Everything in the records must be restated exactly, apart from the pictures.

**SOURCE DATA:**
• • • • • • •

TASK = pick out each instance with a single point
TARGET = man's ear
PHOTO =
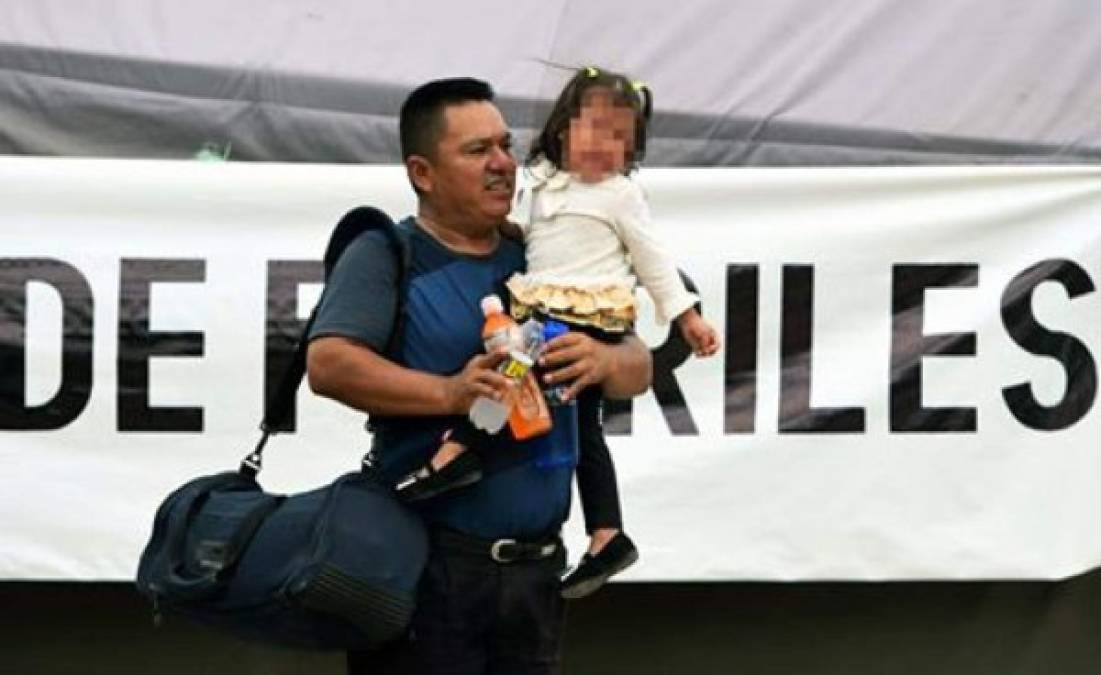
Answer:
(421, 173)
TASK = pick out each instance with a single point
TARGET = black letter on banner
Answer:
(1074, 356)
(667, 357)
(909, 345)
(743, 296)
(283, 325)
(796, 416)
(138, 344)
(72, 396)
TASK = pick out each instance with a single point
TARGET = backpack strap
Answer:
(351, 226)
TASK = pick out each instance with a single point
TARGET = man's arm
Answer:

• • • • • • •

**ANSWER:**
TASK = pick out each instance with a single point
TARGET = man's ear
PHOTO =
Answer:
(421, 173)
TASK = pick out each instance with a single point
TARGET = black letter on banner
Answer:
(1074, 356)
(667, 357)
(909, 345)
(743, 296)
(283, 325)
(796, 416)
(138, 344)
(72, 396)
TASK = pick out each instance with a single point
TARGET = backpack strap
Answer:
(351, 226)
TASK = pick out each instance with a single point
TARGET = man's arm
Answer:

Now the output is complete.